What is asked
Render the text lines of the material below as a JSON list of strings, with one string per line and blank lines omitted. Leave the pictures out of the answer.

Working data

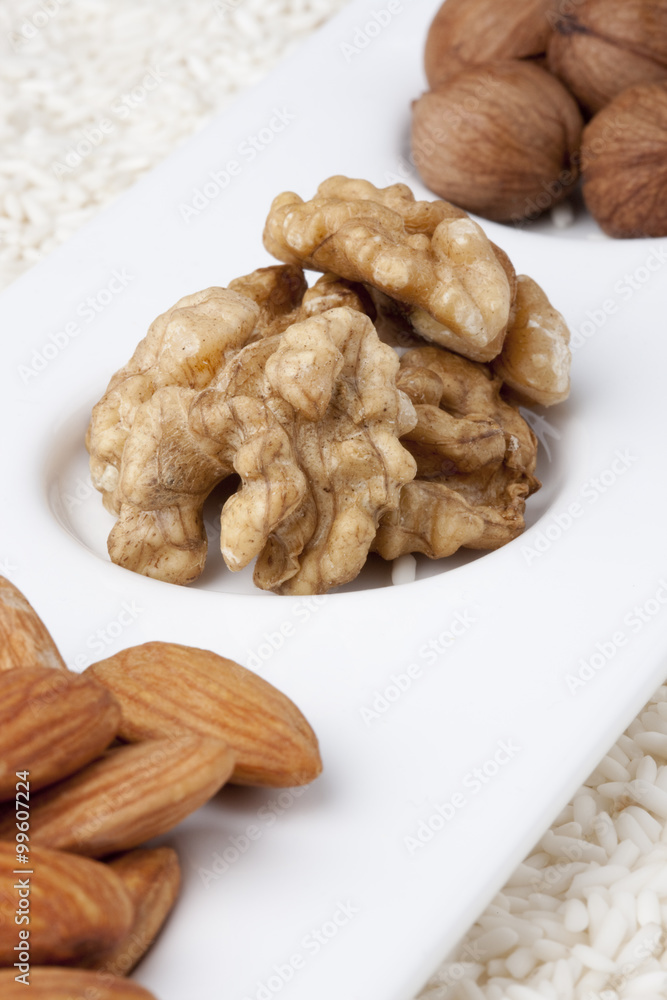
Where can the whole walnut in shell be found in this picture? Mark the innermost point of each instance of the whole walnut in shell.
(467, 32)
(601, 47)
(499, 139)
(624, 163)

Solution to the exercise
[
  "Where can the whole walnut in shell be found in this picture? Mark the innermost point of each instance of the whole walnut in shell.",
  "(467, 32)",
  "(601, 47)",
  "(499, 139)",
  "(624, 163)"
]